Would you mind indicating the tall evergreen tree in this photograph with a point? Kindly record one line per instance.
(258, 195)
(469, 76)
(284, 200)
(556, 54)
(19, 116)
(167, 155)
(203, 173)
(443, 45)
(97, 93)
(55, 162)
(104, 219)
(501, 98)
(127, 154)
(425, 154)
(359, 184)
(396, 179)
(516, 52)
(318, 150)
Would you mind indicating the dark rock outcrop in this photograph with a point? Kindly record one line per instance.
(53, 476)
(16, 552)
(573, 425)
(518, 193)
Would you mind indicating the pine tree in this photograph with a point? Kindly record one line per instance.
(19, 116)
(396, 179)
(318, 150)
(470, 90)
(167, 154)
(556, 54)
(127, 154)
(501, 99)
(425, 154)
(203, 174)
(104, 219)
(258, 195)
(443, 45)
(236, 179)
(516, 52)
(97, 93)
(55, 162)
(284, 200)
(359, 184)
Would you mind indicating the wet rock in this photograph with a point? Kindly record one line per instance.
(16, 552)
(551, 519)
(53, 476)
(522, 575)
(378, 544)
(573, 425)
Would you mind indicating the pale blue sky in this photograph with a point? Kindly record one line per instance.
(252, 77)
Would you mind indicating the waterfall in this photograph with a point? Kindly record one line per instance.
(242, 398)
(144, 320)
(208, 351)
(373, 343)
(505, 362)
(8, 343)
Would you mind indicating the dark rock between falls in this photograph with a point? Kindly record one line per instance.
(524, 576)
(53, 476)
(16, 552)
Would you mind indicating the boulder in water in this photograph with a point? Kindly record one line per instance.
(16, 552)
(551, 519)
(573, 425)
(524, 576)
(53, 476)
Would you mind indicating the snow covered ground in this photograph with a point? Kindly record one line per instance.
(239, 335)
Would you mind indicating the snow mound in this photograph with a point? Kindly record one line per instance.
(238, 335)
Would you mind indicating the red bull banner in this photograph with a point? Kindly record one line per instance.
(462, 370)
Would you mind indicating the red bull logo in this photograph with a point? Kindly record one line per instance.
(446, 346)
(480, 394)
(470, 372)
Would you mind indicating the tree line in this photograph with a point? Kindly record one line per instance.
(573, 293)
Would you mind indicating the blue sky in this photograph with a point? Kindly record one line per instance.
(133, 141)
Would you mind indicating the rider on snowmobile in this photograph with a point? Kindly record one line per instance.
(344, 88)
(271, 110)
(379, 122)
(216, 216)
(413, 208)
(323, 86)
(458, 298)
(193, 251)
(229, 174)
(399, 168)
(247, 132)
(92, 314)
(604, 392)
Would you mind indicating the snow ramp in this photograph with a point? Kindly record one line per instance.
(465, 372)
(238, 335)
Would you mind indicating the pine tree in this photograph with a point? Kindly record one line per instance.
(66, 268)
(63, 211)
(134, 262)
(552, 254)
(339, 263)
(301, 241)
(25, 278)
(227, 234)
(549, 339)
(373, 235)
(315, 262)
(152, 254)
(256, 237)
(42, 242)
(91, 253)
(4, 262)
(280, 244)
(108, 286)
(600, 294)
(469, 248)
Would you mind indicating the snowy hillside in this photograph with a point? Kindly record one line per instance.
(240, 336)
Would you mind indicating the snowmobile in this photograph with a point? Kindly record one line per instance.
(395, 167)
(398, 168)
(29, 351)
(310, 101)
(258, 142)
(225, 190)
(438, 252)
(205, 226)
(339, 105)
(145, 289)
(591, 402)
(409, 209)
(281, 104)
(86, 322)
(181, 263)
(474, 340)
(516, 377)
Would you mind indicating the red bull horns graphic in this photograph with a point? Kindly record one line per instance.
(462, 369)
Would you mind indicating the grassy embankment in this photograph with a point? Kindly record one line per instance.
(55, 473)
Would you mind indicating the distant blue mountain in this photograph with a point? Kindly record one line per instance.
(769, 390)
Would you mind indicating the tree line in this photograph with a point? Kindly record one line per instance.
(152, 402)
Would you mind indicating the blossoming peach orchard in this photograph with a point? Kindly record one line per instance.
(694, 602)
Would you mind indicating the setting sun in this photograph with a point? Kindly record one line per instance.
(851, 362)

────────

# [Task details]
All lines from the one containing "Would you mind indicating the setting" through the last line of the data, both included, are to be retyped exactly, and no other line belongs in the answer.

# [Problem solution]
Would you mind indicating the setting sun in this photograph with a point? Kindly record one line per instance.
(851, 362)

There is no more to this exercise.